--- RECORDED DATA Enclosed Below ---

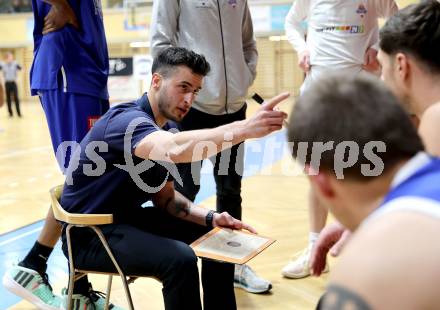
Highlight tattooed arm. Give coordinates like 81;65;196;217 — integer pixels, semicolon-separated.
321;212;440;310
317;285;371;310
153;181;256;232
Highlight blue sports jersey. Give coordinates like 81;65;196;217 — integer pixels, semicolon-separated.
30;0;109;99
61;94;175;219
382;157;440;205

--- End of Enclosed RECORDED DATA ---
--- RECORDED DATA Enclosed Below ---

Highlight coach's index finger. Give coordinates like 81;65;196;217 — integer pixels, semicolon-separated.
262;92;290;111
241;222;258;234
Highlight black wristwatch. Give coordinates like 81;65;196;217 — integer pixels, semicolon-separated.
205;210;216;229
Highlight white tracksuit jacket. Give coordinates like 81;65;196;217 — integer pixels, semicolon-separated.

--- End of Enclosed RECORDED DATA ---
--- RECORDED DATA Enclosed Below ---

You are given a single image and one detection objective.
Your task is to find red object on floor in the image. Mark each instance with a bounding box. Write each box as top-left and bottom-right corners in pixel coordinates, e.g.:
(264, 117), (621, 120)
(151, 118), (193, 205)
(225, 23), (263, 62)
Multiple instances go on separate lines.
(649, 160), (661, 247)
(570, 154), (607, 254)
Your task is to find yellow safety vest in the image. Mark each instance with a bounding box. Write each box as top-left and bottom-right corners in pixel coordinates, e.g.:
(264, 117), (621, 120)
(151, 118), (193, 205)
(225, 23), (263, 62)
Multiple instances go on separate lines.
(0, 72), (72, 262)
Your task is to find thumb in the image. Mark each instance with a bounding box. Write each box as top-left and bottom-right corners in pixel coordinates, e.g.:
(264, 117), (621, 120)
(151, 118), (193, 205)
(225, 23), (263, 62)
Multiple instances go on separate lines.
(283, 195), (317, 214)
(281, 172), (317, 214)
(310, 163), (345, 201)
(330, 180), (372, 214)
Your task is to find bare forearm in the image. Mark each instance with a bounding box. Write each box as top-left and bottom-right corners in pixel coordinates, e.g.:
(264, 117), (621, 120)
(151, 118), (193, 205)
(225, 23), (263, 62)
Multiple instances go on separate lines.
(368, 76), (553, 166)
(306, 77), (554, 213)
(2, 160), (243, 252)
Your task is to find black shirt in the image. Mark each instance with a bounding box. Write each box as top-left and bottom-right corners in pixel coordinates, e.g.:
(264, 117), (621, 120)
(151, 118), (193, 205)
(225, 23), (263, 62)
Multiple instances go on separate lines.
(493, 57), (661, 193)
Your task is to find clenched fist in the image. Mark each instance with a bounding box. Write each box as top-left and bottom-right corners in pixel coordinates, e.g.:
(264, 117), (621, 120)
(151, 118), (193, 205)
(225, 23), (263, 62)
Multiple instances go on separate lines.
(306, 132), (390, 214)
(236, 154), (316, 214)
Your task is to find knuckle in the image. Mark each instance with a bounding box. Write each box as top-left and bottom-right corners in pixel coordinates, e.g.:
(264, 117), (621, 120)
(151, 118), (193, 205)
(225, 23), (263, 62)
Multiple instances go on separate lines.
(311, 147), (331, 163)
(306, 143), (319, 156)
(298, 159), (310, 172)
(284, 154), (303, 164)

--- End of Enclosed RECORDED DATA ---

## WHAT TO PRODUCE
Only the lines with "Your" are needed; find them in the records and copy each one.

## RESULT FOR THIS TASK
Your task is to find red object on floor in the image. Mark each instance with a bounding box. Write each box as top-left and bottom-right corners in pixel coordinates, e.g.:
Your task is to find yellow safety vest in the image. Mark each instance with a bounding box. Write each box as top-left and bottom-right corners in pixel coordinates, e.g.:
Your task is to find thumb in the image. Mark each instance with a bounding box. Write each box as top-left and bottom-right corners in pixel coordinates, e.g.:
Your task is to find bare forearm in the image. Mark each instance with a bounding box. Write each box as top-left and bottom-right corners in pixel coordinates, e.g.:
Your task is to find black shirt in the image. Mark each instance with a bounding box. Write each box as top-left and bottom-right corners in pixel coordinates, e.g.:
Your task is to find clenched fist in the image. Mark each instance with a bounding box. Write each box as top-left and bottom-right corners in pixel coordinates, e.g.:
Your task is to find knuckle in the image. Mark each instance with a bounding box. Write each box as top-left and bottom-right corners in pixel coordinates, e.g.:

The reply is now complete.